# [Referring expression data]

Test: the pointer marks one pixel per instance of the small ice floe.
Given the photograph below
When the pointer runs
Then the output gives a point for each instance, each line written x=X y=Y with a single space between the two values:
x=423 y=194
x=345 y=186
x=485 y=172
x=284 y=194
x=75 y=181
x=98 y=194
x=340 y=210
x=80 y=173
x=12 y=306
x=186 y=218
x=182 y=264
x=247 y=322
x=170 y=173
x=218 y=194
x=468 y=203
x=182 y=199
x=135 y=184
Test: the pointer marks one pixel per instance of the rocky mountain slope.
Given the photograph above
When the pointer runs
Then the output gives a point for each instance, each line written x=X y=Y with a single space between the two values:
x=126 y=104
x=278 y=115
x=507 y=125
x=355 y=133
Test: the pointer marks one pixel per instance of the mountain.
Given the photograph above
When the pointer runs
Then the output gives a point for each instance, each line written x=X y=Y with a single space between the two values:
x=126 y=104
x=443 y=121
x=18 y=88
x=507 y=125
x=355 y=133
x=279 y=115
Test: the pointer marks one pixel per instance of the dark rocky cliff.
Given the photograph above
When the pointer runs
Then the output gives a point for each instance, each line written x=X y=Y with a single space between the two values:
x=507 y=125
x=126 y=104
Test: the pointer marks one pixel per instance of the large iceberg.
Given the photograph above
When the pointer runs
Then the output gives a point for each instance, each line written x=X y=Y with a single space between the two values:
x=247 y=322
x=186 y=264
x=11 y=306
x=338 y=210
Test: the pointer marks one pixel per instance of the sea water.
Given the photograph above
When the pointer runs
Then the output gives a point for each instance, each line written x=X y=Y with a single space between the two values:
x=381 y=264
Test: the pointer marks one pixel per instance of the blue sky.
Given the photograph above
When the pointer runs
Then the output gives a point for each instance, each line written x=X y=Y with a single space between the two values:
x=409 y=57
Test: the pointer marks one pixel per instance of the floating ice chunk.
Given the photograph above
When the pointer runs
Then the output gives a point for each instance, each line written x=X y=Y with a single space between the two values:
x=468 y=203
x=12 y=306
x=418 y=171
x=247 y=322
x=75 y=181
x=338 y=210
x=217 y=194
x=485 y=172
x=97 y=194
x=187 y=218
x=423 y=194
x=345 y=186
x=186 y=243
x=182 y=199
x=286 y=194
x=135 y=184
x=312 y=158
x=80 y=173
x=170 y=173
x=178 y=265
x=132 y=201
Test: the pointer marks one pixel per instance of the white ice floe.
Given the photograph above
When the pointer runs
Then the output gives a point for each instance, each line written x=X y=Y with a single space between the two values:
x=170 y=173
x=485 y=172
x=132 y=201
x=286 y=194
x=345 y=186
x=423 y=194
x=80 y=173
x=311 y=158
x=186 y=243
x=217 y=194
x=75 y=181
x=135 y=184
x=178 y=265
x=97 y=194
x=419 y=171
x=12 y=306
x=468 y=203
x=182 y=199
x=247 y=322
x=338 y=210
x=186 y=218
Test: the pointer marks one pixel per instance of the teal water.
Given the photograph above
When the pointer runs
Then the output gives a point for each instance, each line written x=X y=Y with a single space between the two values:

# [TASK]
Each record must be duplicated exactly, with none missing.

# [TASK ANSWER]
Test: the pointer marks one pixel per instance of the small ice floe.
Given the photograph below
When the pointer runs
Then the output gives a point for each instance, each line written x=X y=Y with a single space between the two values:
x=423 y=194
x=345 y=186
x=485 y=172
x=284 y=194
x=75 y=181
x=98 y=194
x=340 y=210
x=80 y=173
x=12 y=306
x=186 y=218
x=182 y=264
x=247 y=322
x=170 y=173
x=218 y=194
x=468 y=203
x=182 y=199
x=135 y=184
Test: the pointer marks one pixel per instance of the rocky mountain slope.
Given the photograph above
When the pointer runs
Then the output gives a point for each instance, each line written x=X y=Y with a single space between the two values:
x=126 y=104
x=278 y=115
x=507 y=125
x=355 y=133
Test: the pointer marks one pixel per instance of the mountain.
Given the photograph above
When the pointer runs
Then the output gives a point for each instance, each line written x=X y=Y with a single space between the two values:
x=126 y=104
x=443 y=121
x=18 y=88
x=507 y=125
x=355 y=133
x=279 y=115
Test: the pointer marks one pixel per instance of the dark rocky cliff.
Given the photograph above
When the pointer runs
Then the output gives a point for each instance, each line written x=X y=Y with a single space between the two values:
x=507 y=125
x=126 y=104
Test: the pointer marks one pixel per instance of the large iceberg.
Given the photograph above
When the pointer runs
Then the output gives a point for each instance, each line written x=X y=Y with a single space between the two values:
x=247 y=322
x=186 y=264
x=11 y=306
x=338 y=210
Test: the pointer marks one pixel per instance of the sea water.
Given the photograph above
When the pointer runs
Then the output gives a point for each instance, each line written x=X y=Y with a single space between the two values:
x=381 y=264
Test: the pointer marks one pixel per instance of the blue sky.
Given the photograph above
When the pointer runs
Then the output gives a point for each instance, each line written x=X y=Y with a single space between the two values:
x=409 y=57
Test: the pointer marks one pixel per instance of the floating ice chunk.
Given the photograph above
When the pointer runs
Then the output gives a point for each instance, each line written x=X y=Y with a single space between the two values:
x=468 y=203
x=12 y=306
x=418 y=171
x=247 y=322
x=75 y=181
x=338 y=210
x=217 y=194
x=485 y=172
x=97 y=194
x=187 y=218
x=423 y=194
x=345 y=186
x=186 y=243
x=182 y=199
x=286 y=194
x=135 y=184
x=312 y=158
x=80 y=173
x=170 y=173
x=178 y=265
x=132 y=201
Test: the pointer marks one pixel per instance of the white ice floe.
Given the photograph above
When the pointer runs
Then the output gives a point for each instance, each line written x=X y=Y with a single space between the two values:
x=170 y=173
x=485 y=172
x=132 y=201
x=286 y=194
x=345 y=186
x=423 y=194
x=80 y=173
x=311 y=158
x=186 y=243
x=217 y=194
x=75 y=181
x=135 y=184
x=178 y=265
x=97 y=194
x=419 y=171
x=12 y=306
x=468 y=203
x=182 y=199
x=247 y=322
x=338 y=210
x=186 y=218
Test: the pointer marks one pixel per instance of the teal water.
Given the photograph above
When the pointer runs
Then the output gives a point for each instance, each line written x=X y=Y with a single space between the two values:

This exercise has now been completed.